Problem:
How many lines in the records below contain the string "earlobe"? Case must match. Reply with the number only.

Record excerpts:
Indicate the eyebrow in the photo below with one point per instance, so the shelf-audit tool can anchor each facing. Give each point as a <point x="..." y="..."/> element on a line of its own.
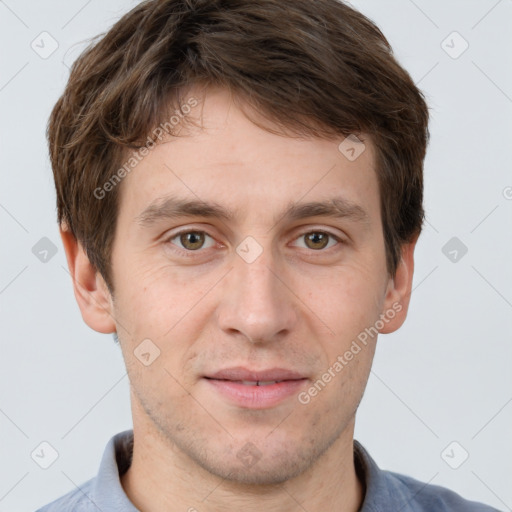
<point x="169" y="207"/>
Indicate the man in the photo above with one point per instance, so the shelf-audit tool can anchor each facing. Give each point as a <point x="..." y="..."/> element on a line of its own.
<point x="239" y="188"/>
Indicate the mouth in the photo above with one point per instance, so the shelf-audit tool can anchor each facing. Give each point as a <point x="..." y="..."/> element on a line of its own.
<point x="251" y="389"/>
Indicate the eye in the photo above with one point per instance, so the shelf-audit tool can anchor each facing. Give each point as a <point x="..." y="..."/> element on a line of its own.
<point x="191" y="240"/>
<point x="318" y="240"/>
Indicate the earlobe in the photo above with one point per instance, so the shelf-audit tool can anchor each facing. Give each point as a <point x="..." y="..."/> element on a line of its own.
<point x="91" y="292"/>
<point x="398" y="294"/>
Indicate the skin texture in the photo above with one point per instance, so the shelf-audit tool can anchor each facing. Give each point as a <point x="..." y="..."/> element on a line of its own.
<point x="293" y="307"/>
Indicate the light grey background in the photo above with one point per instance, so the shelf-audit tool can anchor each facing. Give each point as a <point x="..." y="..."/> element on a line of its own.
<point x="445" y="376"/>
--
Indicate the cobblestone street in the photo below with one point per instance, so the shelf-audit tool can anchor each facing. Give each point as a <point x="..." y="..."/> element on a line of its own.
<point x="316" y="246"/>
--
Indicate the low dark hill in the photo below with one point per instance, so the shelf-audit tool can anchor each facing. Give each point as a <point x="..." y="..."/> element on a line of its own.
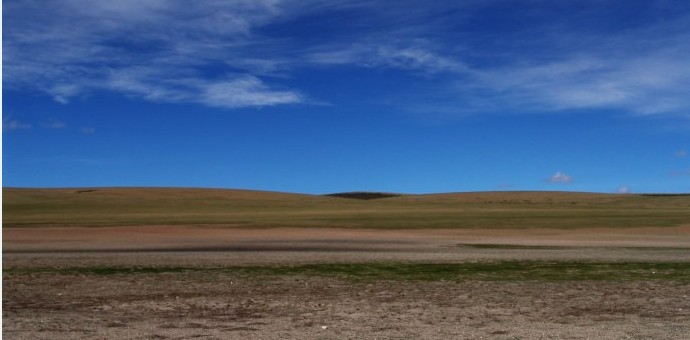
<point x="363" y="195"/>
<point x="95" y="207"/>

Output below:
1